== STATED TASK ==
Rewrite the data from the line containing "Locate the sofa" through the end of the data, replacing "black blazer" with "black jacket" and changing nothing else. Give only those lines.

[Begin SUPPLIED RECORDS]

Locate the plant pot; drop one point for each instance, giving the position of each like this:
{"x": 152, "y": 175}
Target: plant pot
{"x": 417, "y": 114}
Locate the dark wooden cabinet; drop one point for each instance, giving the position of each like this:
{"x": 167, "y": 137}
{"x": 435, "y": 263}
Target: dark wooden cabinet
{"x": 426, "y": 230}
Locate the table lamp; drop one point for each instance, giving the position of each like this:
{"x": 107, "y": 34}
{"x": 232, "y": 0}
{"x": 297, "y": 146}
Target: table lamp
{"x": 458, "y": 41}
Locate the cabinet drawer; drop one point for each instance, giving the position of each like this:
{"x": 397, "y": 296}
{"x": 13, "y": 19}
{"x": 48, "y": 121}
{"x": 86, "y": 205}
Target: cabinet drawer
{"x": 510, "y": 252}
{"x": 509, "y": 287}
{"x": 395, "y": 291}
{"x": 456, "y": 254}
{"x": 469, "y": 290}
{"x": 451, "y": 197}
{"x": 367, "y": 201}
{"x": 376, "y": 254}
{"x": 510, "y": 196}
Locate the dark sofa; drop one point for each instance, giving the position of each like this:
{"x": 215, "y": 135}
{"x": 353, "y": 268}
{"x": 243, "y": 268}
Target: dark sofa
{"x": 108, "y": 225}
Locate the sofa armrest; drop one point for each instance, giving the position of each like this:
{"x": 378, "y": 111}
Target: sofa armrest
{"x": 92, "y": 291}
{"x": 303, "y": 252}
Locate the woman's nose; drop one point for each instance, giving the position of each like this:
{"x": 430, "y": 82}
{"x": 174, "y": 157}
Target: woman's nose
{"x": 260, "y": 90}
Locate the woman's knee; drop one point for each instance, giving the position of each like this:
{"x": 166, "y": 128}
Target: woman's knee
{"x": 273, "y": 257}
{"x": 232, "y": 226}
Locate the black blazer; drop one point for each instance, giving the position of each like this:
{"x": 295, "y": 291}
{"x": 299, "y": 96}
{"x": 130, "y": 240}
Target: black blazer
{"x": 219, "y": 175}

[End SUPPLIED RECORDS]

== FULL OUTPUT ==
Locate the sofa armrest; drop one point for each instance, giving the position of each like this:
{"x": 378, "y": 111}
Target: sofa armrest
{"x": 92, "y": 291}
{"x": 303, "y": 252}
Locate the woman's nose; drop one point for each instance, giving the position of each like this:
{"x": 430, "y": 82}
{"x": 174, "y": 157}
Target: woman's nose
{"x": 260, "y": 90}
Locate the woman's knee; drop one point for each instance, giving the position of each like this:
{"x": 166, "y": 128}
Target: woman's knee
{"x": 273, "y": 257}
{"x": 232, "y": 226}
Locate the black jacket; drop one point for each instance, giving the position of each like this:
{"x": 295, "y": 291}
{"x": 299, "y": 96}
{"x": 130, "y": 240}
Target: black jacket
{"x": 219, "y": 175}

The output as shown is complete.